What is being asked:
Give back every record precisely.

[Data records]
####

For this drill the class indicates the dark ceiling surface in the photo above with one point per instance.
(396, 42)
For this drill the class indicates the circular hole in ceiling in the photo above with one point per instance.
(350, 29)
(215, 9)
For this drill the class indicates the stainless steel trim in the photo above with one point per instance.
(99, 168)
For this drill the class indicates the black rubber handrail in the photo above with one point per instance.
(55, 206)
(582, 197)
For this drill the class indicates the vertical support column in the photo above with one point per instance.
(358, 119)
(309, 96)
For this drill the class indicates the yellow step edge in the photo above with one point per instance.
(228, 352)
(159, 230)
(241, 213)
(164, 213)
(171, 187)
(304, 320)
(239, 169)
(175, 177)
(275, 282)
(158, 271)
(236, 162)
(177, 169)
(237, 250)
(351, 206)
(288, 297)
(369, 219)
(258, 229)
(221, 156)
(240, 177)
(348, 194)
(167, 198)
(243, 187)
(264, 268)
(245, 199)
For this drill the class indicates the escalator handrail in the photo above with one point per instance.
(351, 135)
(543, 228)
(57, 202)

####

Exercise response:
For this drill the class indicates the dark ceiling surface in the photo above with one point per instance.
(396, 42)
For this drill the class indicates the circular hole in ceiling in the photo above with one point per instance.
(350, 29)
(215, 9)
For this drill the class indicates the stainless steel trim in the photo above with one point per instance.
(99, 168)
For this drill the class indicates the black rubber handrail in the photo above with one point per instance.
(55, 206)
(582, 197)
For this drill the class indicates the vertical support column in the photo above with one point per instance.
(358, 119)
(309, 96)
For this drill the class indicates the yellow step edge in the photo above with one point per instance.
(228, 352)
(159, 230)
(241, 213)
(164, 213)
(171, 187)
(304, 320)
(239, 169)
(175, 177)
(275, 282)
(158, 271)
(236, 162)
(177, 169)
(237, 250)
(351, 206)
(288, 297)
(369, 219)
(258, 229)
(221, 156)
(240, 177)
(348, 194)
(167, 198)
(243, 187)
(264, 268)
(245, 199)
For this drill the class indicates the escalator handrail in the photo above with one point per instance.
(351, 135)
(543, 228)
(57, 202)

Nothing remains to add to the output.